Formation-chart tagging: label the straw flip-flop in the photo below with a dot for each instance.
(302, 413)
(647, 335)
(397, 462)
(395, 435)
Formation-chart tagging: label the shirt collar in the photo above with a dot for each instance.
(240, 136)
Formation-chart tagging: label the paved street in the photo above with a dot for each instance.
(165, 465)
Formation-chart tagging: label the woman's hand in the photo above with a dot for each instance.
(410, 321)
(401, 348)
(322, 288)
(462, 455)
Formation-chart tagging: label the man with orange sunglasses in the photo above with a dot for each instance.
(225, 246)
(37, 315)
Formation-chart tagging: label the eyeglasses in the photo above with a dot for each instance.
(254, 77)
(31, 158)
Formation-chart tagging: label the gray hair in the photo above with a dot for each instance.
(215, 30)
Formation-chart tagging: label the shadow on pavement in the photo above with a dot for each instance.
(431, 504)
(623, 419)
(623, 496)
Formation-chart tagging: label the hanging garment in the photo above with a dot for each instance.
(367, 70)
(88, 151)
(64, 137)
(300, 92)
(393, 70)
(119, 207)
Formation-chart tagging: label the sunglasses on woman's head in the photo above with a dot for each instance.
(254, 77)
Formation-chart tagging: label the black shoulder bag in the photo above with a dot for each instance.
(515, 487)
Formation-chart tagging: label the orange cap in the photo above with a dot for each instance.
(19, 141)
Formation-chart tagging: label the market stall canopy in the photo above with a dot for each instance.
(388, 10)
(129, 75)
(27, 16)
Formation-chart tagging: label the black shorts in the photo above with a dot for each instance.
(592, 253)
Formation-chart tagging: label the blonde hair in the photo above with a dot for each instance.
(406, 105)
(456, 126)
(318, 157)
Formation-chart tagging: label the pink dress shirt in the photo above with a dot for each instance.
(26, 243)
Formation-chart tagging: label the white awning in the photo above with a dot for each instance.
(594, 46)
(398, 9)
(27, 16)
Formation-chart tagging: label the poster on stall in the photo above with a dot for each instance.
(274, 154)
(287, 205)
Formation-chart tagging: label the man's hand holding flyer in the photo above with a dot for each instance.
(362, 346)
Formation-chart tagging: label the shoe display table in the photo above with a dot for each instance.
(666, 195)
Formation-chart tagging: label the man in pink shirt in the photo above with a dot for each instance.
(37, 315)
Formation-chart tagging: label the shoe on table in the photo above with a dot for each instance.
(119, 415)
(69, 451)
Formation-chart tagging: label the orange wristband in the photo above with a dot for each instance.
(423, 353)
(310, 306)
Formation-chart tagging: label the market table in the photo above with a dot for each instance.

# # #

## EXERCISE TASK
Repeat the records above in full, character for character.

## ANSWER
Formation-chart tagging: label the straw flip-flop in the photo below with a dot for each instance.
(302, 413)
(647, 335)
(397, 462)
(395, 435)
Formation-chart tagging: label the shirt collar in the photo above with a dot for each instance.
(240, 136)
Formation-chart tagging: label the paved street in the photo above with a dot for each instance.
(165, 465)
Formation-chart tagging: label the woman's hand in the photo above with a dot for each instance.
(410, 321)
(401, 348)
(322, 288)
(462, 455)
Formation-chart tagging: label the man with orange sunglasses in the photo above with a dot for each instance.
(225, 246)
(37, 315)
Formation-chart tagging: label the eyeglasses in the photo above with a dot for each instance.
(254, 77)
(31, 158)
Formation-chart tagging: label the gray hair in the photo above with a dot for each instance.
(215, 30)
Formation-chart tagging: label the shadow on pavement in the photo above with a dot for each instance.
(431, 504)
(623, 419)
(623, 496)
Formation-chart tagging: label the hanging garment in the photo above with a dot for each instance.
(367, 70)
(88, 151)
(64, 137)
(300, 92)
(393, 70)
(119, 207)
Formation-chart tagging: label the sunglasses on woman's head in the photo above with a dot for each instance.
(254, 77)
Formation-chart tagging: label the black shoulder bag in the photo above with a dot for each instance.
(515, 487)
Formation-chart tagging: label the orange cap in the photo above with a dot for each instance.
(19, 141)
Formation-chart tagging: label the market stall canopy in the photo above with a dot for each instance.
(388, 10)
(129, 75)
(27, 16)
Formation-chart tagging: label the black shorts in the photo above with a dot for each instance.
(592, 253)
Formation-chart tagging: label the blonde hair in the photo above with a dot for each instance.
(406, 105)
(456, 126)
(318, 157)
Formation-chart tagging: label the pink dress shirt in the photo above with a dot for each instance.
(26, 243)
Formation-chart tagging: label the white awning in the photo above with a dot for each instance.
(594, 46)
(398, 9)
(27, 16)
Formation-chart tagging: label the poster on stall in the photo above with a dot for each instance.
(274, 154)
(287, 205)
Formation-chart tagging: label the man's hand holding flyer in the photo above with a dot for each instance.
(362, 346)
Formation-chart tagging: label the shoe display table in the photo above with a dot for each instance.
(666, 195)
Formation-chart tagging: label the man in pink shirt in the photo above with a dot for each instance.
(37, 315)
Formation-chart tagging: label the shoe on table in the photo above with a dot for each instance.
(119, 415)
(69, 451)
Formation-chart tagging: label the orange wristband in the photo above with a dot for each instance.
(423, 353)
(310, 306)
Formation-chart tagging: label the market table in the photo above with a dot for each instance.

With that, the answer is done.